Task details =
Rewrite the material below, swapping "cactus ribs" for "cactus spines" wherever it occurs and leaving everything else unchanged.

++++ Records for the exercise ++++

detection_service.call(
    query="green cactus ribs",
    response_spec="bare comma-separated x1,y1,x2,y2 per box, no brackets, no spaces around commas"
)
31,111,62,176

++++

Solution to this problem =
detection_service.call(
    query="green cactus spines",
    response_spec="bare comma-separated x1,y1,x2,y2 per box, no brackets, no spaces around commas"
)
31,111,62,176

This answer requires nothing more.